» Problem statement
Copy the lines from the very first one up to and including the line with "point(72, 266)". Leave the pictures out of your copy.

───── Data to process

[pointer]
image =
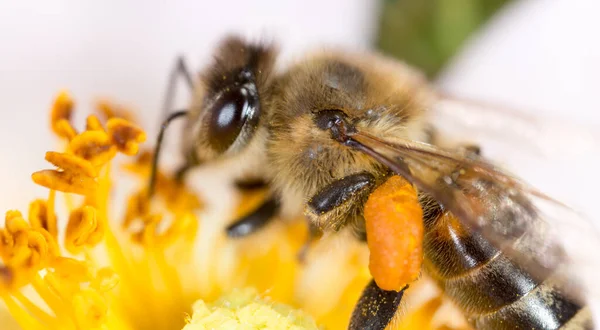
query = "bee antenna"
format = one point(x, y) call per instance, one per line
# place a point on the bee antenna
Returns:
point(158, 146)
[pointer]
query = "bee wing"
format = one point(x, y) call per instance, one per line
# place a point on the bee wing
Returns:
point(555, 155)
point(520, 221)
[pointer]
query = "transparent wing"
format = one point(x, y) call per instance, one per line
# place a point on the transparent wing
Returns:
point(513, 216)
point(557, 157)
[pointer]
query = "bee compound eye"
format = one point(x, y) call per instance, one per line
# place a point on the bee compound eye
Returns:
point(228, 116)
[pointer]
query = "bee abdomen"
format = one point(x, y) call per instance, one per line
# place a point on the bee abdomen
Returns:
point(545, 307)
point(493, 291)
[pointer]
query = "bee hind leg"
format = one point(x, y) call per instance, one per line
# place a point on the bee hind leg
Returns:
point(375, 308)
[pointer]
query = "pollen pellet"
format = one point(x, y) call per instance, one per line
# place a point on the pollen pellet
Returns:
point(394, 223)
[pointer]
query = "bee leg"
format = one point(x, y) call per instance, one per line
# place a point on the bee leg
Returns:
point(254, 221)
point(314, 233)
point(334, 203)
point(375, 308)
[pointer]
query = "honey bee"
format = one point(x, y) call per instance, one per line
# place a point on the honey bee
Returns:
point(325, 132)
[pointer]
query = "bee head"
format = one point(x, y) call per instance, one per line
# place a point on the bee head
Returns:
point(232, 116)
point(230, 99)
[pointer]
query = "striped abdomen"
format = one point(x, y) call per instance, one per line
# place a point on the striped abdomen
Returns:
point(493, 291)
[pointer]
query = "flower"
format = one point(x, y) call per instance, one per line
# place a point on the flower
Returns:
point(72, 266)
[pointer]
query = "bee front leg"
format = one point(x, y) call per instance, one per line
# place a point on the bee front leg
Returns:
point(340, 201)
point(254, 221)
point(375, 308)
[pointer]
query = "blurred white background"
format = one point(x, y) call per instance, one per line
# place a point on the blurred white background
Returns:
point(536, 55)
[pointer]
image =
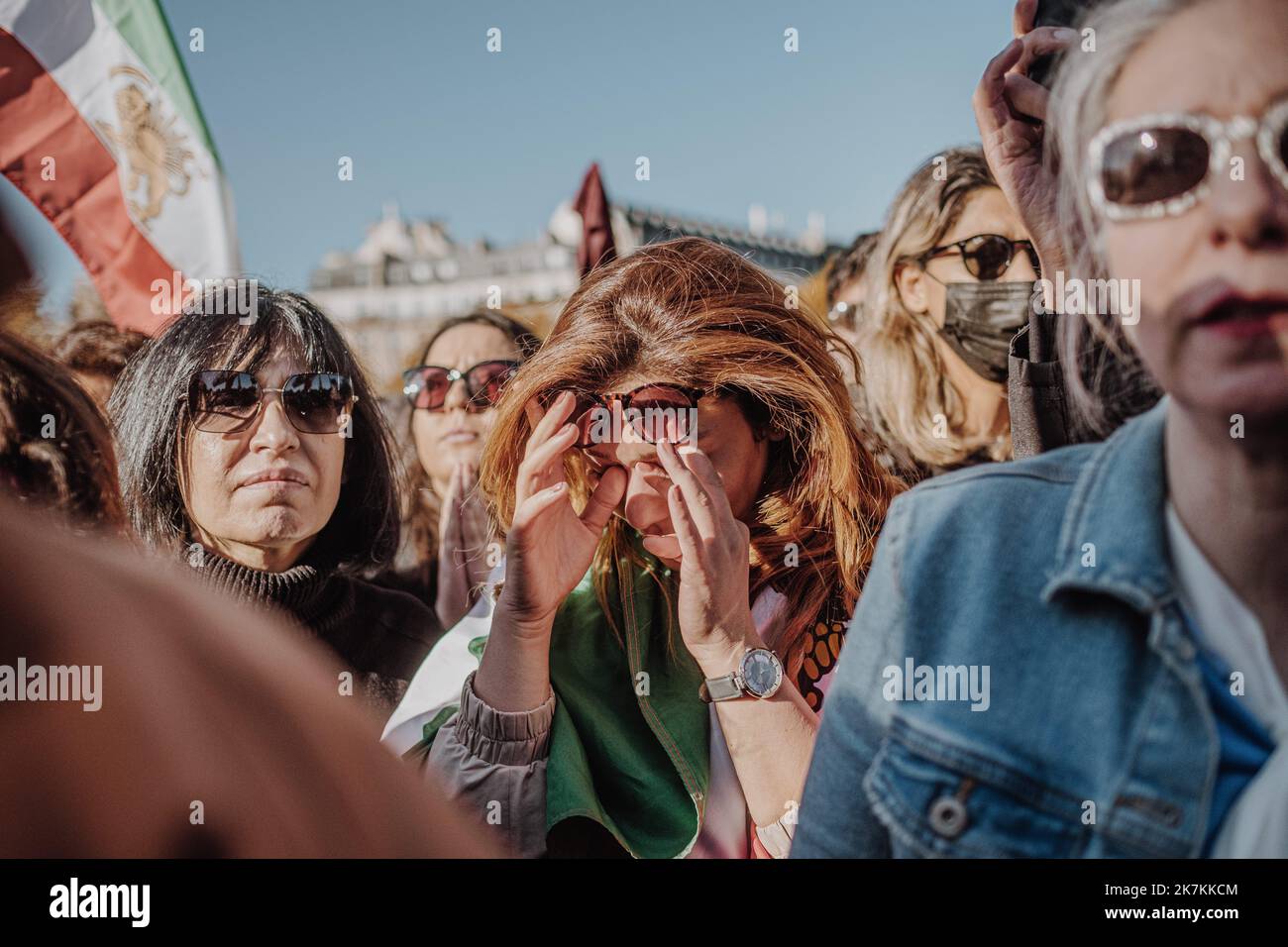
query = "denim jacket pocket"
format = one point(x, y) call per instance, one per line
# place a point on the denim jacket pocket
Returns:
point(941, 799)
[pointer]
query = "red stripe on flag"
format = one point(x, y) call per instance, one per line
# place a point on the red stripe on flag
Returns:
point(84, 201)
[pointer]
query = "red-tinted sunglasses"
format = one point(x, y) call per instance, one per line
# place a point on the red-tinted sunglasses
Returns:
point(647, 410)
point(426, 385)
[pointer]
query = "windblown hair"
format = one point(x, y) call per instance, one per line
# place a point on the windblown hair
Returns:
point(55, 450)
point(849, 264)
point(150, 412)
point(421, 506)
point(906, 381)
point(692, 312)
point(1111, 384)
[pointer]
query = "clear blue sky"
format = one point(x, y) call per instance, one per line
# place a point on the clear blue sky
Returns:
point(492, 141)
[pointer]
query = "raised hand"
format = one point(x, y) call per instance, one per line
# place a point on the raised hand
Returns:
point(715, 618)
point(550, 545)
point(1010, 110)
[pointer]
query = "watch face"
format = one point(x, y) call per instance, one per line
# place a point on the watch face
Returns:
point(761, 673)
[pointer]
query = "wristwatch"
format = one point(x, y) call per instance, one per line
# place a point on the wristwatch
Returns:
point(759, 674)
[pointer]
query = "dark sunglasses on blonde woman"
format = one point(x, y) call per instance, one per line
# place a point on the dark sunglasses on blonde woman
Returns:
point(227, 402)
point(426, 385)
point(987, 256)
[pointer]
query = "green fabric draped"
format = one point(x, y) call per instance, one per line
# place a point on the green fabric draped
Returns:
point(629, 762)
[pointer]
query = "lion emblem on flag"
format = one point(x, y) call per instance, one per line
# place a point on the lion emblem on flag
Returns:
point(155, 153)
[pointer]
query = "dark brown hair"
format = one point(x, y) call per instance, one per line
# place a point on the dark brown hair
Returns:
point(97, 348)
point(421, 506)
point(55, 450)
point(150, 414)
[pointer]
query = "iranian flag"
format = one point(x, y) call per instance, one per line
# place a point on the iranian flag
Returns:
point(101, 129)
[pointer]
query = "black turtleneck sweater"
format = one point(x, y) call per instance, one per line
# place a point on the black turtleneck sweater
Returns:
point(378, 635)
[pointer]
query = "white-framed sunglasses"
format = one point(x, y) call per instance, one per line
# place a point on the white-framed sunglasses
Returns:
point(1162, 165)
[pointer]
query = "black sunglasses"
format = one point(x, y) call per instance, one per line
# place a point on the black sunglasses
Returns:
point(227, 402)
point(426, 385)
point(645, 408)
point(987, 256)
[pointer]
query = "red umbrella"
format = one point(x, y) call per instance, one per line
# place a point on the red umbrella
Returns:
point(596, 232)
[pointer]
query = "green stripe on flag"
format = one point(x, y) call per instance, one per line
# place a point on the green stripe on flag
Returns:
point(143, 26)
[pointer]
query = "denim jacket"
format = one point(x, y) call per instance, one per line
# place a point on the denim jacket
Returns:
point(1094, 736)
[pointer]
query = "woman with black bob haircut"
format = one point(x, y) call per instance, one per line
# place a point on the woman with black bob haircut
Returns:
point(254, 447)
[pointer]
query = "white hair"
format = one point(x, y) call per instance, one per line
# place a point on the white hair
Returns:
point(1106, 379)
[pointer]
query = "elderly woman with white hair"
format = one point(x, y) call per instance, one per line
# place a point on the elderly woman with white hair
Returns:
point(1085, 654)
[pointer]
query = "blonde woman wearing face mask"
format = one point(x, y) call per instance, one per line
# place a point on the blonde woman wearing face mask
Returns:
point(949, 283)
point(1128, 598)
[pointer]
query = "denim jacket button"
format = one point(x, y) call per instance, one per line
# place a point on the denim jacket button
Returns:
point(948, 817)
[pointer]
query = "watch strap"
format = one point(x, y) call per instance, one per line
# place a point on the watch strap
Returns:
point(724, 688)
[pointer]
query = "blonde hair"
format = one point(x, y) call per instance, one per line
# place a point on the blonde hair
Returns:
point(691, 309)
point(906, 381)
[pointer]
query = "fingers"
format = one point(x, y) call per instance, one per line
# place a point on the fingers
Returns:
point(990, 94)
point(545, 463)
point(1021, 18)
point(549, 420)
point(531, 509)
point(686, 530)
point(1026, 97)
point(697, 499)
point(608, 492)
point(1041, 42)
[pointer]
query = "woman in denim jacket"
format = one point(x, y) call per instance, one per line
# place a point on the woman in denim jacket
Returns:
point(1085, 654)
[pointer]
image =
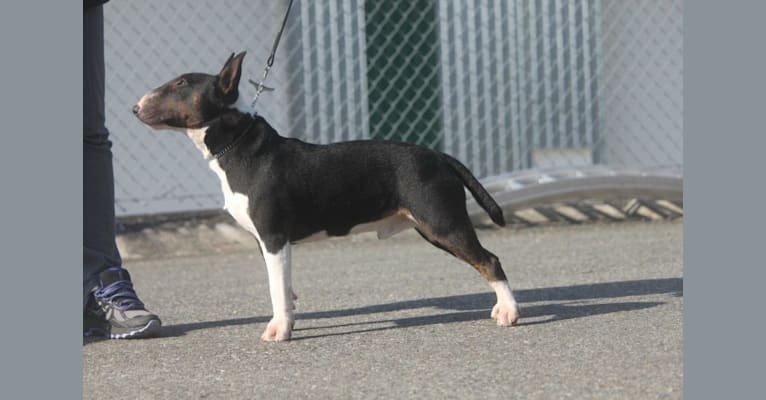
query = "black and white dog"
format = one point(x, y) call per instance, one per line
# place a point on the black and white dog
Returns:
point(286, 191)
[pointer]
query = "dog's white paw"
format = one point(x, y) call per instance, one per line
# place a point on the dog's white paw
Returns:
point(279, 329)
point(506, 314)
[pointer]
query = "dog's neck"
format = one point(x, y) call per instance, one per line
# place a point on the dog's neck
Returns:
point(228, 131)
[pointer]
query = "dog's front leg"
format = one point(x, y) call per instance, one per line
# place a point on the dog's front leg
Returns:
point(280, 285)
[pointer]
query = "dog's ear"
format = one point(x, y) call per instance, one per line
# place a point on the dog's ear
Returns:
point(228, 78)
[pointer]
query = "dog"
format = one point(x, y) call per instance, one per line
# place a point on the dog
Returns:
point(285, 191)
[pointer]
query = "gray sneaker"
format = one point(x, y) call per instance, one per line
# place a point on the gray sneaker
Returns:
point(117, 304)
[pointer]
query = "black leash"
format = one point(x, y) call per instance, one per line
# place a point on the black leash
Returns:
point(259, 86)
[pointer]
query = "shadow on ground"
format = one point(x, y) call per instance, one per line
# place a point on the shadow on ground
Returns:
point(567, 304)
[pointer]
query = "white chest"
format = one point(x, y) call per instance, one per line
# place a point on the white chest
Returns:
point(237, 204)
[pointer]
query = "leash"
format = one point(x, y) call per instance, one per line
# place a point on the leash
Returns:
point(259, 86)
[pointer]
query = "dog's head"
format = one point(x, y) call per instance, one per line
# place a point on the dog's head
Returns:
point(190, 101)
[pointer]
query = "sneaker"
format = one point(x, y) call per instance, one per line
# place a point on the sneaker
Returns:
point(117, 305)
point(93, 322)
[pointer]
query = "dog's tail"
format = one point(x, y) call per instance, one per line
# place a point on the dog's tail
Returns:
point(479, 193)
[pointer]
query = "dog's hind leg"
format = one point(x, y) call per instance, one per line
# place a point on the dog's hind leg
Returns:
point(458, 238)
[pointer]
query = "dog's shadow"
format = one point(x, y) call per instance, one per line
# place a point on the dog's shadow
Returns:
point(567, 304)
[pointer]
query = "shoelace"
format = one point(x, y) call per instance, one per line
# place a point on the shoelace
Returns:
point(121, 294)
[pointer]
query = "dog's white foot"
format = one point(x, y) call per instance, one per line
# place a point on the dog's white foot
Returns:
point(506, 314)
point(279, 329)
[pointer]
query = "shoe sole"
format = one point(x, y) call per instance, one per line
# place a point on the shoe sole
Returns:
point(151, 329)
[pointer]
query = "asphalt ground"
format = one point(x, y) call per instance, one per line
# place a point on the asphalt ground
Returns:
point(601, 318)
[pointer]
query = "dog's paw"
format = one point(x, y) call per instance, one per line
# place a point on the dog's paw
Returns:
point(506, 314)
point(279, 329)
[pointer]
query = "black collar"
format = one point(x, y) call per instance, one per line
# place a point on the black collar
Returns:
point(234, 142)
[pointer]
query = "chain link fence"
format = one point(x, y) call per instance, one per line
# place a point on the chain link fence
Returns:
point(505, 86)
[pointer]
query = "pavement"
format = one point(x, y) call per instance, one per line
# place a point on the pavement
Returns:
point(601, 318)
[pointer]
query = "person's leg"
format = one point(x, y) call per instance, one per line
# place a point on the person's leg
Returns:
point(99, 249)
point(110, 304)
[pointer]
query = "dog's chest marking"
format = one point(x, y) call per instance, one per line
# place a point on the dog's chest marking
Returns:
point(237, 204)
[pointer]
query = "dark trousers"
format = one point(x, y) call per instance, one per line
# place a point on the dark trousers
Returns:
point(99, 247)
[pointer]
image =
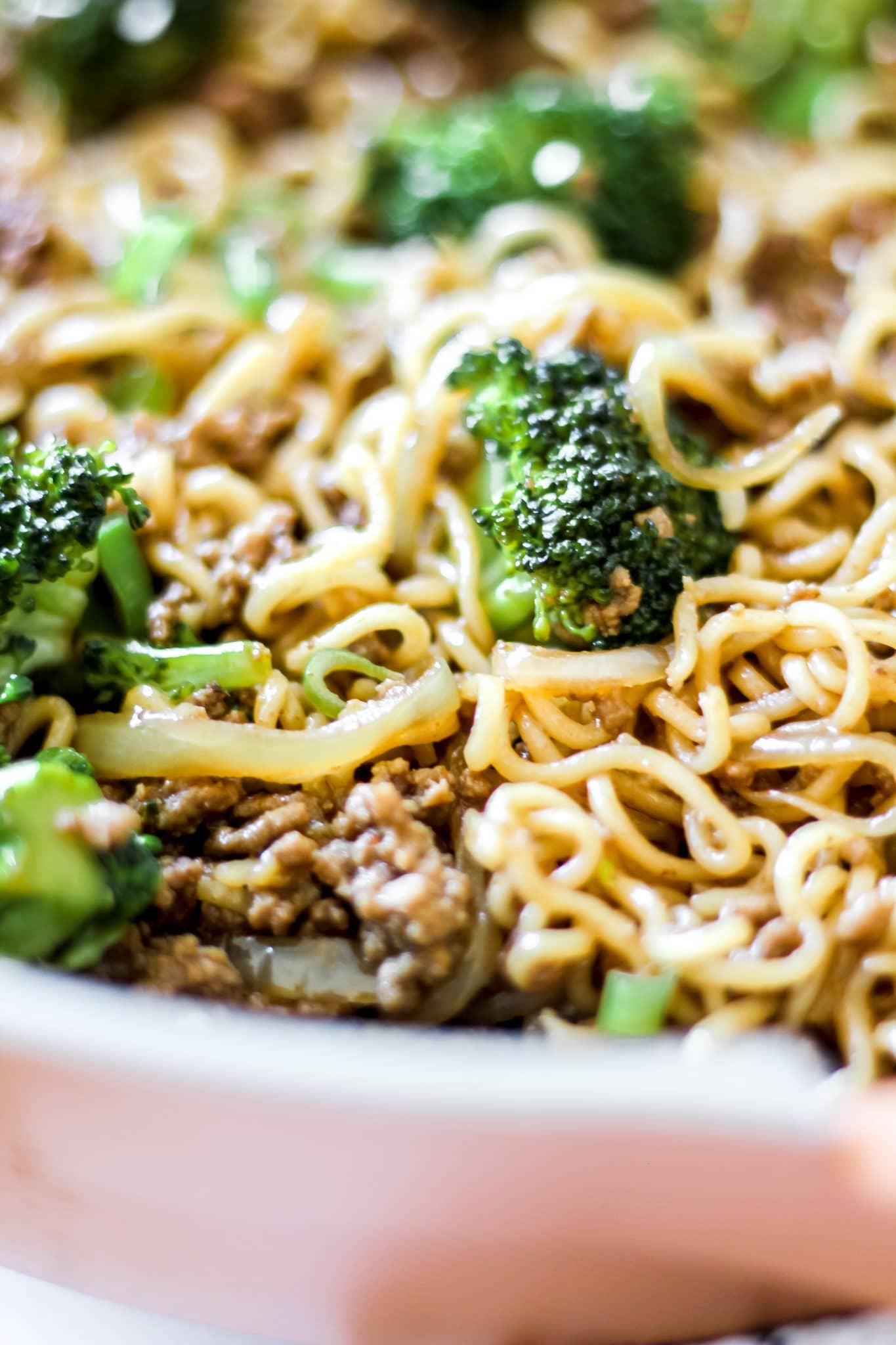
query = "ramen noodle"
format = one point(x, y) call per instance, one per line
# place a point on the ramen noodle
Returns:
point(488, 827)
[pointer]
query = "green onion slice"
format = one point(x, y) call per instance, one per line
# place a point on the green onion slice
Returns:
point(127, 573)
point(163, 240)
point(324, 662)
point(251, 273)
point(634, 1003)
point(141, 386)
point(350, 275)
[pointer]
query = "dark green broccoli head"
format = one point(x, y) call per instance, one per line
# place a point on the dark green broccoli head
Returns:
point(785, 54)
point(53, 502)
point(578, 505)
point(110, 55)
point(625, 169)
point(62, 898)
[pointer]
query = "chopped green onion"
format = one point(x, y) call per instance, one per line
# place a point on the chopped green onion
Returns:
point(66, 757)
point(350, 275)
point(336, 661)
point(634, 1003)
point(151, 255)
point(124, 569)
point(16, 688)
point(141, 386)
point(251, 273)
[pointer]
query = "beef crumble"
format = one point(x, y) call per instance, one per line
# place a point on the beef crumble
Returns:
point(234, 562)
point(371, 864)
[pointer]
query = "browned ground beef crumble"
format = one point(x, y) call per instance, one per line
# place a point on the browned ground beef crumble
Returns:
point(371, 864)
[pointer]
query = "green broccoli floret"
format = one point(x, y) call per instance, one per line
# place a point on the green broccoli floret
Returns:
point(61, 898)
point(593, 537)
point(785, 54)
point(110, 667)
point(53, 502)
point(106, 57)
point(625, 169)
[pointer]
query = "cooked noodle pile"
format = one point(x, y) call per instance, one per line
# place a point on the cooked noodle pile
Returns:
point(720, 805)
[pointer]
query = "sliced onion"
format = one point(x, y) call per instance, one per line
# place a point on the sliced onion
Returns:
point(316, 970)
point(147, 743)
point(566, 673)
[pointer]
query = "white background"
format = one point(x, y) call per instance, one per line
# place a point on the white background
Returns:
point(41, 1314)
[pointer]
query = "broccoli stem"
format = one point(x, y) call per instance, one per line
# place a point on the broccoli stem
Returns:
point(124, 569)
point(112, 667)
point(233, 666)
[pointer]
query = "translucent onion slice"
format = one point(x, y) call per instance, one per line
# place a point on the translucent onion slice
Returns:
point(480, 958)
point(567, 673)
point(316, 970)
point(147, 743)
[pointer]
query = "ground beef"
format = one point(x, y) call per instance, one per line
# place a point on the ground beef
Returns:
point(370, 864)
point(796, 282)
point(165, 613)
point(241, 437)
point(254, 112)
point(234, 562)
point(174, 965)
point(414, 907)
point(281, 817)
point(246, 550)
point(104, 825)
point(24, 234)
point(625, 600)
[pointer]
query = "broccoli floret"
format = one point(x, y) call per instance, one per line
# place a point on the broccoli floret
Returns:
point(626, 170)
point(784, 54)
point(106, 57)
point(53, 502)
point(62, 899)
point(110, 667)
point(576, 505)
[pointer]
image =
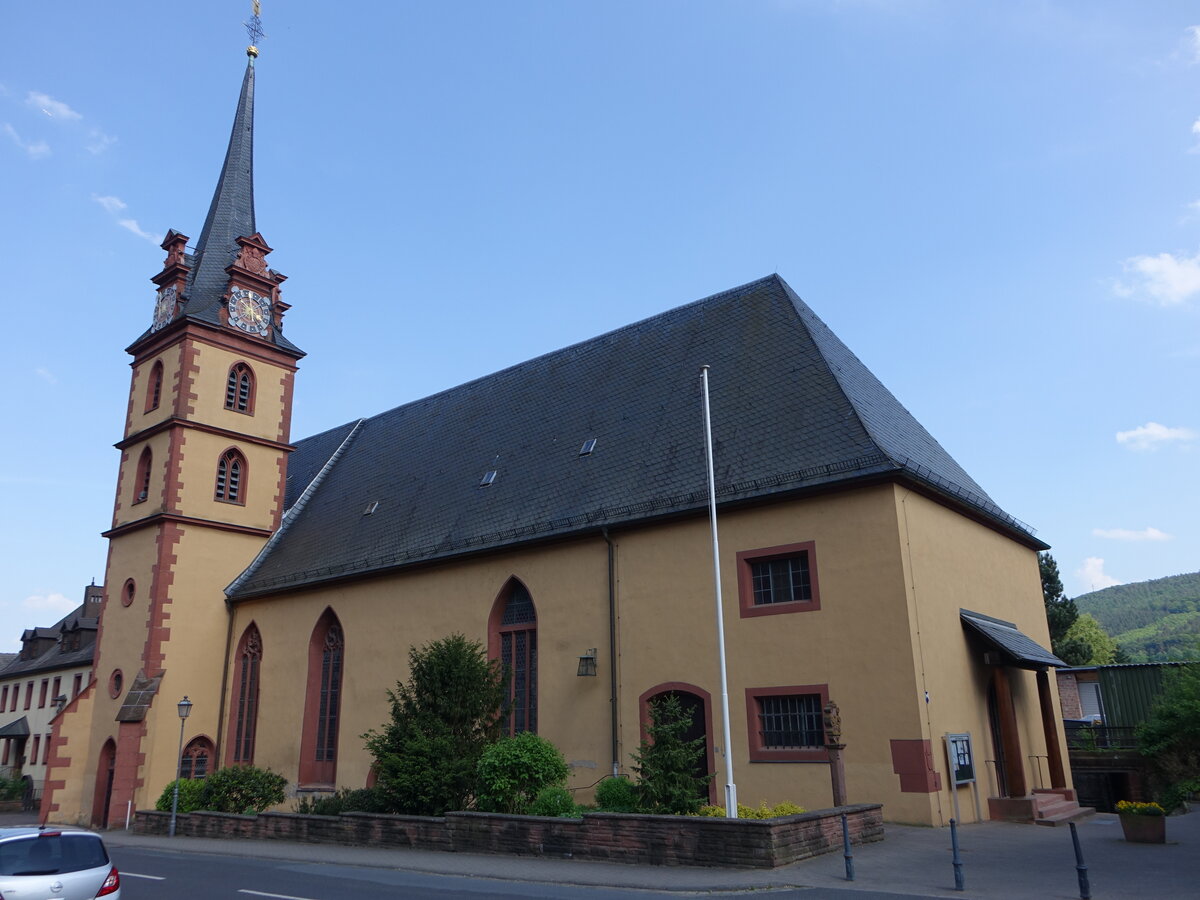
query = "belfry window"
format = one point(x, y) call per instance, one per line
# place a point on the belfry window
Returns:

──────────

» The output
[pointer]
image =
query = "bee antenna"
format = one point(x, y) call per instance, one per line
# place a point on the bee antenna
Returns:
point(158, 146)
[pointer]
query = "bee wing"
format = one point(x, y) call per instance, one per line
# place a point on the bee wing
Returns:
point(555, 155)
point(520, 221)
[pointer]
query = "transparent wing"
format = one point(x, y) call per instance, one per line
# place a point on the transparent wing
Returns:
point(513, 216)
point(557, 157)
[pointer]
query = "bee compound eye"
format = one point(x, y) call per instance, one per line
# place a point on the bee compound eye
Returns:
point(228, 116)
[pointer]
query = "bee abdomen"
format = one point(x, y) call per instance, one per line
# place a point on the bee abdomen
Returns:
point(545, 307)
point(493, 291)
[pointer]
query = "bee hind leg"
format = one point(x, y) call per instance, one per line
# place a point on the bee hind leg
Returns:
point(375, 308)
[pointer]
query = "pollen pellet"
format = one point(x, y) call per instance, one per line
# place a point on the pollen pellet
Returns:
point(394, 223)
[pointer]
query = "bee leg"
format = one point(x, y) call per instance, one per line
# place a point on the bee leg
Returns:
point(254, 221)
point(314, 233)
point(334, 203)
point(375, 308)
[pointer]
query = "honey bee"
format = one point(x, y) call per instance, one per line
# place a point on the honey bee
Returns:
point(325, 132)
[pointer]
query = "bee head"
format = one point(x, y) call per instance, one per line
# place a point on the bee head
Returns:
point(232, 116)
point(230, 99)
[pointer]
query = "striped abdomen"
format = one point(x, y) call per instance, one per line
# place a point on the striped abdomen
Returns:
point(493, 291)
[pointer]
query = "flower"
format = one point(x, y) call per instance, one per line
# place a point on the flower
Returns:
point(72, 266)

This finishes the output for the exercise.